Não é de estranhar, portanto, que muito menos garotas do que garotos escolham estudar tecnologia ao fim do ensino médio. Elas são maioria no ensino superior, segundo o Inep (Instituto Nacional de Estudos e Pesquisas Educacionais Anísio Teixeira), mas sua preferência ainda recai sobre áreas voltadas ao cuidado, saúde e humanas.

De acordo com o Censo da Educação Superior de 2016, 82,1% dos cursistas de Enfermagem no país são mulheres, enquanto em Ciências da Computação elas somam apenas 13,3%. “A maneira como a sociedade pensa e define o que é ser mulher ou homem tem relação direta com o desenvolvimento das habilidades e competências de ambos”, diz Bárbara Castro, autora de uma pesquisa que investigou a presença feminina em TI (Tecnologia da Informação).

No estudo de Castro, todas as entrevistadas justificaram o interesse pela área na inspiração em alguém próximo que havia escolhido a carreira e lhes mostrado como ela poderia ser interessante. Já os homens, quando perguntados sobre como e quando se interessaram por TI, responderam que sempre gostaram de tecnologia e máquinas. “É um caminho que para eles se apresenta como natural. Para elas, algo a ainda ser desbravado”, explica a pesquisadora.

Itens listados em um conjunto de dados:

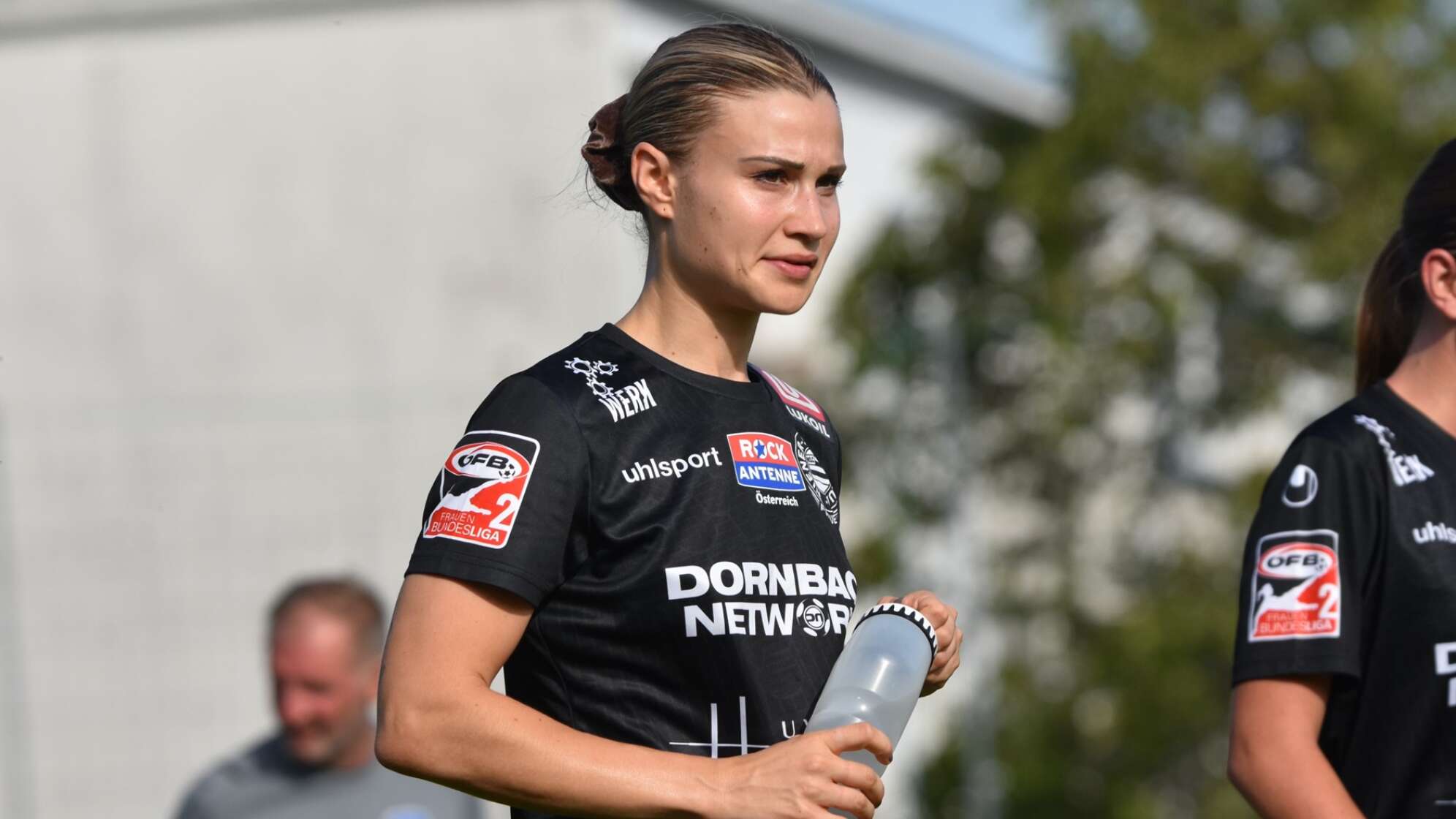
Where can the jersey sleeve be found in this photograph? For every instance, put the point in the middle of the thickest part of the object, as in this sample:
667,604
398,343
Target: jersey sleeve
503,507
1305,566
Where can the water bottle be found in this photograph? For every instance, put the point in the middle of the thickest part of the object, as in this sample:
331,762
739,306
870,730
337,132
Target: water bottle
879,676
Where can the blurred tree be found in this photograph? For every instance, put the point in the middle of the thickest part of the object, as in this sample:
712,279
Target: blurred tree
1077,340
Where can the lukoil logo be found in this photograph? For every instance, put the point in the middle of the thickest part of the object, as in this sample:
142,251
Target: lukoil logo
670,468
765,462
801,407
817,615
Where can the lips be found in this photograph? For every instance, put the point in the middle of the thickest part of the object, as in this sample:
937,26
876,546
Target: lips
795,265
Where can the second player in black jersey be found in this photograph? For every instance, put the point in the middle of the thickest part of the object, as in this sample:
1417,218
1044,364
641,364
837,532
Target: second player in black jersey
644,528
1346,653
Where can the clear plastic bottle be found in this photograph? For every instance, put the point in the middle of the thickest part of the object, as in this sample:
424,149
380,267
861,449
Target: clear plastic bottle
879,676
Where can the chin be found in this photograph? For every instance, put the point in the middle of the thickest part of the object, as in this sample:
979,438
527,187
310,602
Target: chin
784,299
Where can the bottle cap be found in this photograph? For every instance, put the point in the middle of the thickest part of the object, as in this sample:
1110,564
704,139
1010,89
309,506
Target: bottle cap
909,614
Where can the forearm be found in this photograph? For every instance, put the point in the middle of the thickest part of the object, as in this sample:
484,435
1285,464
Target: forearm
500,750
1290,780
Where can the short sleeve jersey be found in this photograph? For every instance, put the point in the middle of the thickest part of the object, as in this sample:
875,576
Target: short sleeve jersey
1350,570
678,535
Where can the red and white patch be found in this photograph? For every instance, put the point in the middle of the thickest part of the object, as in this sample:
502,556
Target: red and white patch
792,397
1294,592
482,487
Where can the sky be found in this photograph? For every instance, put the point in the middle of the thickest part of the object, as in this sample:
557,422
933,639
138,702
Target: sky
1008,31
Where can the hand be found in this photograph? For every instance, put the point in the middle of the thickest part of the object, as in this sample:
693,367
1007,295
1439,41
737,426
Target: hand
804,777
942,616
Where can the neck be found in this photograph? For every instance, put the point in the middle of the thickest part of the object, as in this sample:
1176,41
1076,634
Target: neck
680,327
1426,378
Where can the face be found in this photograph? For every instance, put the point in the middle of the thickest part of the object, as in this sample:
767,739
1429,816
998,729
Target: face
322,688
754,207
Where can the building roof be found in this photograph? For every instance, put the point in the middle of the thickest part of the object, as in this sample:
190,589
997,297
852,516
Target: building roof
954,69
939,63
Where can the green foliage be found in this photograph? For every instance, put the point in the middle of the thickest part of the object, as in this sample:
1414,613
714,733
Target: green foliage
1078,317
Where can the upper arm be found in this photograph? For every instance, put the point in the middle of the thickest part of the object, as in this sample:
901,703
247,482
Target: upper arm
1280,709
447,633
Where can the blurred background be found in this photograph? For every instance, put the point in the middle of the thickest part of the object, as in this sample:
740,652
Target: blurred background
261,258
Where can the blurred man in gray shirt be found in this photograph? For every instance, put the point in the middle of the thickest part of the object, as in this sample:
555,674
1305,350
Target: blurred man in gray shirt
325,638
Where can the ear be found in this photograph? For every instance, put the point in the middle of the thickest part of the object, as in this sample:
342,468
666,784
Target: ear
1439,277
653,174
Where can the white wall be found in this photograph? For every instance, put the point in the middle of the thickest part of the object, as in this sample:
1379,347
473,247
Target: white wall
254,277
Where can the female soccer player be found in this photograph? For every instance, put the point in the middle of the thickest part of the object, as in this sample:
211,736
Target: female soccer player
1346,656
644,528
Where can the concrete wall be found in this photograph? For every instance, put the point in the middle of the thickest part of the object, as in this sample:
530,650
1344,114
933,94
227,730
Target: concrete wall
255,273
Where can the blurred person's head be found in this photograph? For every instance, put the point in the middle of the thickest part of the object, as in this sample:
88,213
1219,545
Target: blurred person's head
325,640
729,146
1410,299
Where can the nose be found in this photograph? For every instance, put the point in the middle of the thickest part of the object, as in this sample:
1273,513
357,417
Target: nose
808,219
293,707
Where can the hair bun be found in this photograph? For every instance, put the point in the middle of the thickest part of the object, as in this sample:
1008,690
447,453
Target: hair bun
604,158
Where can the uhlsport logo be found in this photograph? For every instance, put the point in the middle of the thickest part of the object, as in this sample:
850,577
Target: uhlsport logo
1404,468
481,488
1433,532
817,478
1294,592
623,403
1302,487
654,468
801,407
765,462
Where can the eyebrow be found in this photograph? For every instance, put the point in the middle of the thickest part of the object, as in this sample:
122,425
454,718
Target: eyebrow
788,162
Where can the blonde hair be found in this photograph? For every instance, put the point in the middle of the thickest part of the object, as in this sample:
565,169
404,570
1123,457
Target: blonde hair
675,97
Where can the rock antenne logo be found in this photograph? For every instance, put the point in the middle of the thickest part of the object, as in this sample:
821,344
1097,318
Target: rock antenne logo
765,462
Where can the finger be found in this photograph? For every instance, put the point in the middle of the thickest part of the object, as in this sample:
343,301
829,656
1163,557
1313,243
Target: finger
860,777
860,736
848,799
948,656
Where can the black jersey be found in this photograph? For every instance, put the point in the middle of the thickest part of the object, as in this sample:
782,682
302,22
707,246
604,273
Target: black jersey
676,532
1350,570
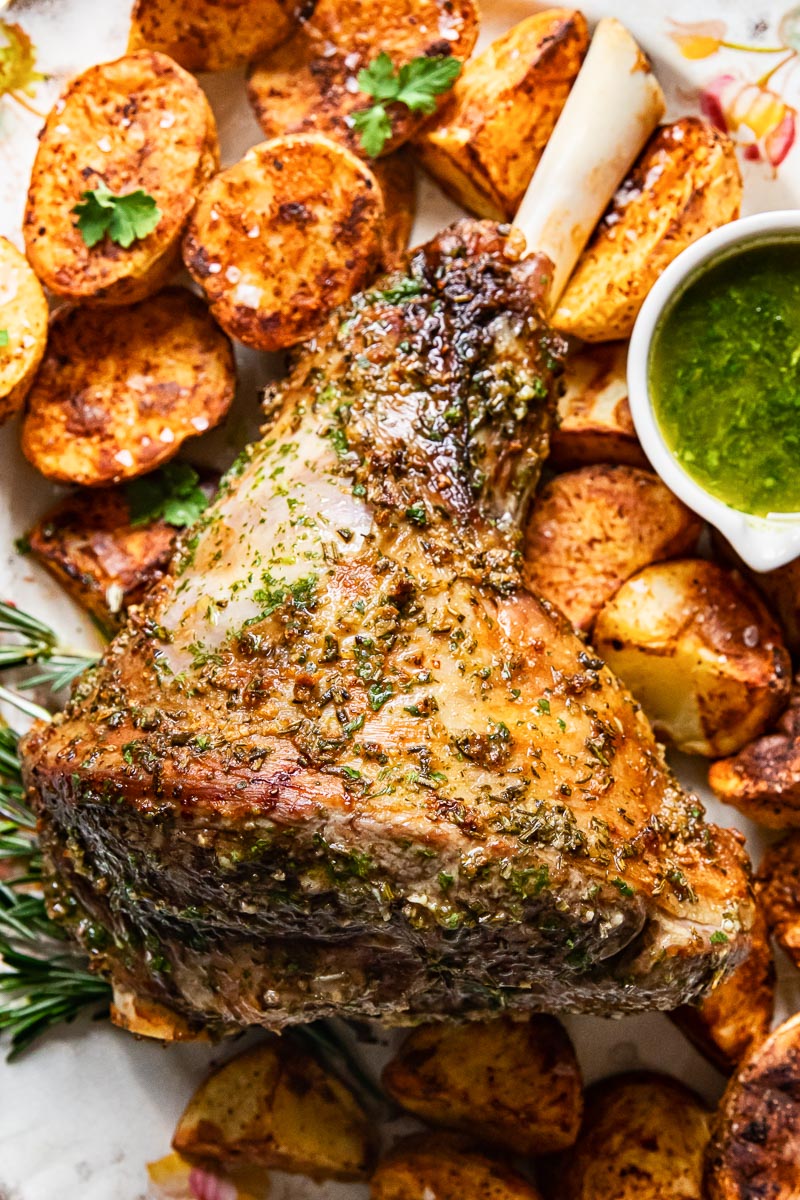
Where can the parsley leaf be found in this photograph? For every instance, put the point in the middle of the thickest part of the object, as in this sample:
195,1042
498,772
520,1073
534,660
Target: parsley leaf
122,217
415,85
172,495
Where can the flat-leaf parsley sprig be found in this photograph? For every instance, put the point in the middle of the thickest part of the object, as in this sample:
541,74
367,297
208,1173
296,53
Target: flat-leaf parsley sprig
416,85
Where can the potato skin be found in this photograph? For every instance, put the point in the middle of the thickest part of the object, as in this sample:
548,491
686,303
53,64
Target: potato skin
485,143
160,136
23,316
755,1147
217,36
512,1084
119,391
276,1105
283,237
642,1138
308,84
593,528
594,417
699,652
685,184
445,1169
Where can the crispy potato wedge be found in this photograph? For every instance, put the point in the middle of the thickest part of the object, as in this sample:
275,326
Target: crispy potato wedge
283,237
217,35
594,419
443,1168
483,144
763,780
397,179
277,1107
755,1147
738,1014
513,1084
310,84
643,1138
777,887
23,328
590,529
701,653
118,393
138,123
685,184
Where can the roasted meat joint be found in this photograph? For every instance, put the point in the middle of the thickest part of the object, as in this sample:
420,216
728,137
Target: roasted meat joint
341,761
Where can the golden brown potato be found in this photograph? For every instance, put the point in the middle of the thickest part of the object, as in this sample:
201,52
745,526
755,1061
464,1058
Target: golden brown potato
755,1147
397,179
139,123
643,1138
738,1014
483,144
593,528
216,36
23,328
283,237
118,393
513,1084
595,423
310,84
699,652
440,1168
685,184
277,1107
777,887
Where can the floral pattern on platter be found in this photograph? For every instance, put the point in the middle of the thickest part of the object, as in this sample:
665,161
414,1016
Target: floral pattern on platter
751,111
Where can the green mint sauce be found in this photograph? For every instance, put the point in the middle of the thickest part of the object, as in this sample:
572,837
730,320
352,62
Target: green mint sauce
725,378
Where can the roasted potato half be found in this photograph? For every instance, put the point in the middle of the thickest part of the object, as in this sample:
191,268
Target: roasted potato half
777,887
512,1084
283,237
699,652
217,35
738,1014
118,393
643,1138
23,328
590,529
483,144
443,1168
310,84
685,184
594,418
755,1149
139,123
277,1107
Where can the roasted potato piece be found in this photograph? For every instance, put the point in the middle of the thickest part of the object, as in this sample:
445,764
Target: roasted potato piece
397,179
118,393
139,123
283,237
685,184
214,36
777,887
443,1168
738,1014
643,1138
699,652
23,328
593,528
483,144
277,1107
310,84
513,1084
595,423
755,1147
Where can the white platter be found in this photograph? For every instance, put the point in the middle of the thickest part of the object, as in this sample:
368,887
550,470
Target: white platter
82,1115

### Requisitos da tarefa
Repita, do texto sobre mulheres na tecnologia, o trecho que vai de "Não é de estranhar, portanto, que" até "saúde e humanas.", incluindo essas últimas palavras. As linhas não têm nenhum papel aqui.

### Problema resolvido
Não é de estranhar, portanto, que muito menos garotas do que garotos escolham estudar tecnologia ao fim do ensino médio. Elas são maioria no ensino superior, segundo o Inep (Instituto Nacional de Estudos e Pesquisas Educacionais Anísio Teixeira), mas sua preferência ainda recai sobre áreas voltadas ao cuidado, saúde e humanas.